__Prompt__:
Lines below containing the word "each" should be copied out.

__Records for the task__:
[Start of Attachment]
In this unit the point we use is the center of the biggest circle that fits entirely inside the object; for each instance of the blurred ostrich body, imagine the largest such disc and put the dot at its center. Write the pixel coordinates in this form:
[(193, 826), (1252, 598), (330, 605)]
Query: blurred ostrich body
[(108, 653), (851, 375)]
[End of Attachment]
[Start of Attachment]
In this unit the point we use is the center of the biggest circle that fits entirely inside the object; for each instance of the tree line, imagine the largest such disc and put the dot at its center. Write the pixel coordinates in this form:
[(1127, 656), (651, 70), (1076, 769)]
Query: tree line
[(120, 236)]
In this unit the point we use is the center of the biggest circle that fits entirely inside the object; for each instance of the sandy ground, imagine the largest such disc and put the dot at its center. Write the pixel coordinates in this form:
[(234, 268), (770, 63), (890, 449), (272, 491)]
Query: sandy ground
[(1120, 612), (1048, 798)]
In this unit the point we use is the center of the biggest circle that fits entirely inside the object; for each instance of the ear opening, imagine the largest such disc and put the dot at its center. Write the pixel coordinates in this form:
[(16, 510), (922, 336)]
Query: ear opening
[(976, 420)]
[End of Attachment]
__Answer box__:
In this unit the point we use is the center of the biggest circle that fits entirely inside the object; for each instance of the blurred ostrich body, imagine the largest such disc and put the dot at its center. Write the pixel coordinates in this form:
In this unit the point we use is the center of the biggest circle that fits entirely inside the object; for each instance of the tree line, imagine the largest such disc and put the dot at its center. Write the pixel coordinates in this form:
In this unit the point we use is the center of the biggest circle that fits entirely inside the object; for each instance of the sandy ground, imagine the largest such disc and put the dot at its center. Write the pixel coordinates in this form:
In this unit the point we use is the center of the biggest circle that fits entirely inside the object; for each instance of the ear opening, imagine the largest such disc and put the dot at its center. Write the pixel coordinates in this form:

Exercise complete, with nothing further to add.